Point-per-instance localization data:
☆ ☆ ☆ ☆ ☆ ☆ ☆

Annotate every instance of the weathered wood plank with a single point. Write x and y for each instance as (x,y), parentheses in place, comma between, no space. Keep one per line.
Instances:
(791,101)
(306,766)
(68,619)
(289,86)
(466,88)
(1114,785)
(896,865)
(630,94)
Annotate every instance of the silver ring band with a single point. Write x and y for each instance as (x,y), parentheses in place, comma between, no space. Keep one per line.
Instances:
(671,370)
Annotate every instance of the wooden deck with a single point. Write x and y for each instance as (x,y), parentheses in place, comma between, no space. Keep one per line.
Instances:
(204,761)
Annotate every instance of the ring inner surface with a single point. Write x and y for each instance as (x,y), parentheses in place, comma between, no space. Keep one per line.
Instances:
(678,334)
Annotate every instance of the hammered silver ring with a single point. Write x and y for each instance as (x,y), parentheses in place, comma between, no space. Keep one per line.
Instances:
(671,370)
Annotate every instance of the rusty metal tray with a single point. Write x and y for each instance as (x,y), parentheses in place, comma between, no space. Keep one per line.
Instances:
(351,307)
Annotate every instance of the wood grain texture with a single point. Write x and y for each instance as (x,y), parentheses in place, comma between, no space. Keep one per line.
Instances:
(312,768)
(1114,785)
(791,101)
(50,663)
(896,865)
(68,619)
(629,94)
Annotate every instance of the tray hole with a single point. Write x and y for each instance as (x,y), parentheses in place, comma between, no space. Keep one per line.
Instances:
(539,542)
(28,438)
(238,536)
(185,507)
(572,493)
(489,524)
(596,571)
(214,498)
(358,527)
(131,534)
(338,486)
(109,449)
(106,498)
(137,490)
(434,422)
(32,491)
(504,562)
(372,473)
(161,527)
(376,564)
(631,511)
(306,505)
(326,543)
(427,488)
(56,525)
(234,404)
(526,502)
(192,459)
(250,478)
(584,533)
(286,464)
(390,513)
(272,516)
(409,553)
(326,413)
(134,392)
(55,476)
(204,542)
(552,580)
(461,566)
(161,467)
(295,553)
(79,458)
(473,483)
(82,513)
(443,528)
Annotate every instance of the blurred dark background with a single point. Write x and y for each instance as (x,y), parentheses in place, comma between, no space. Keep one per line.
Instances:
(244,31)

☆ ☆ ☆ ☆ ☆ ☆ ☆

Your assignment: The records shown above should be given again word for word.

Output below:
Annotate every instance of the weathered wood plank with a single point. Write x and y for each instance as (x,y), parentheses in place, comma between, no space. Keep one per line.
Instances:
(791,101)
(306,766)
(68,619)
(289,86)
(466,88)
(1114,785)
(896,865)
(630,94)
Annotate every instance of the silver ring band with a single point. Write x and y for each instance as (x,y), parentheses in place, comma between, no space. Keep one per line.
Instances:
(671,370)
Annotate every instance of the wooden deck with a single point. Write x and y for each instance as (x,y), parentheses in place, comma between, no space. Keep one per line.
Instances:
(204,761)
Annotate every instance of the ring inner surface with a single point. Write x and y for each instance as (x,y), parentheses in place, comma between, no space. Keep one per line.
Instances:
(678,334)
Annotate every instance of the hammered silver ring with a single point. Write x and y for each instance as (x,y), parentheses in place, comma between, no space. Keep one per line.
Instances:
(671,370)
Annotate every instance of the rusty metal tray with a single point. Write x and y for each instance as (x,y), parentheses in place, comma between, no space. Keep one per line.
Instances:
(351,307)
Annotate every instance of the wood grain texture with a single point. Write x and y for each instance as (x,y), parentheses in place, comma between, no space. Keep one per line.
Instances:
(312,768)
(1114,785)
(791,101)
(50,663)
(896,865)
(68,619)
(629,94)
Annotate every instance of the tray hole with a single point. Write x and y for each instance as (x,y), parentheses in place, comma between, no space. Keep one per line.
Instances:
(539,542)
(28,438)
(238,536)
(185,507)
(572,493)
(489,524)
(596,571)
(214,498)
(358,527)
(131,534)
(338,486)
(109,449)
(106,498)
(137,490)
(434,422)
(32,491)
(504,562)
(372,473)
(161,527)
(376,564)
(631,511)
(306,505)
(326,543)
(427,488)
(56,525)
(234,404)
(526,502)
(192,459)
(250,478)
(584,533)
(286,464)
(390,513)
(272,516)
(409,553)
(326,413)
(134,392)
(55,476)
(204,542)
(552,580)
(461,566)
(161,467)
(295,553)
(79,458)
(473,483)
(82,513)
(443,528)
Annotate every instance of the blurred dark background with a single point. Write x and y for each instance as (x,y), parentheses in place, comma between, no space. Keep one per line.
Instances:
(244,31)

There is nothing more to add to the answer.